#### [Your task]
Go through the data below. Pull out every line that has the word "instance".

#### [Raw data]
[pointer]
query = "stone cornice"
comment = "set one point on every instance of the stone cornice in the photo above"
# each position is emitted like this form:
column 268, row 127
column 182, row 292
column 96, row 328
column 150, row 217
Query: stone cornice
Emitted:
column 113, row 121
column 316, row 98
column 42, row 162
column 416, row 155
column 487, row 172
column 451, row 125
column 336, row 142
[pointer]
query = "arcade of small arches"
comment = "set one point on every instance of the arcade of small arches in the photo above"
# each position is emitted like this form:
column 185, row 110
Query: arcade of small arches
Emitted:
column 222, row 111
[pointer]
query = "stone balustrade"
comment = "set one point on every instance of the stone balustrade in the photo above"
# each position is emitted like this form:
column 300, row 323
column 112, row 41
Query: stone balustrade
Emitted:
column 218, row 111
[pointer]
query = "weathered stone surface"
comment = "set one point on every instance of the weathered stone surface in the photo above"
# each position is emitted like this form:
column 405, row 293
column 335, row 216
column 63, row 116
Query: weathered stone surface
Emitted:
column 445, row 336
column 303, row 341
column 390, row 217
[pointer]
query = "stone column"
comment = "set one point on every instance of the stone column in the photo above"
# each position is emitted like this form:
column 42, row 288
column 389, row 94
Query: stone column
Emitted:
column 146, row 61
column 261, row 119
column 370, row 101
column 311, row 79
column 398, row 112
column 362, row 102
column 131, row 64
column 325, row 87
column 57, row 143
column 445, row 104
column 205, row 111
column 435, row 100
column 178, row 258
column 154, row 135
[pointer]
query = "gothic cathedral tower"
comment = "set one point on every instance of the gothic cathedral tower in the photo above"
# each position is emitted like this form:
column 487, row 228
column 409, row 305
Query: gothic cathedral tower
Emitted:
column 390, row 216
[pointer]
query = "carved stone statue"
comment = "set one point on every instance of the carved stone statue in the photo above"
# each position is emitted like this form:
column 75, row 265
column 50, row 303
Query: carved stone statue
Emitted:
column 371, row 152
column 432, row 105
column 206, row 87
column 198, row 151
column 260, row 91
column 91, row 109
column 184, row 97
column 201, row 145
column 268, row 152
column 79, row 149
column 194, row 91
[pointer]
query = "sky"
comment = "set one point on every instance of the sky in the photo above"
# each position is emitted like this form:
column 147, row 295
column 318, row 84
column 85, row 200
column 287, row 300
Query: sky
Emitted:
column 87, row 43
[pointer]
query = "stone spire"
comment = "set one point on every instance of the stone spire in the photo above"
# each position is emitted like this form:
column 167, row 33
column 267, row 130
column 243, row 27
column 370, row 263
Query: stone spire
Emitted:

#### [Answer box]
comment = "set one point on every instance of the stone cornice in the photo above"
comment = "set one point on every instance of the arcade of small arches in the photo above"
comment = "set one point on every instance of the stone balustrade in the photo above"
comment = "set one point on every instance of the weathered stone surface in the photo above"
comment = "set one point on every instance of the stone column in the photo above"
comment = "set one point on every instance of the gothic cathedral tower in the photo above"
comment = "set one point on every instance of the carved stone statue in the photo above"
comment = "set one point on every instance of the sky in the photo above"
comment = "set one point on every instance of the stone spire in the photo above"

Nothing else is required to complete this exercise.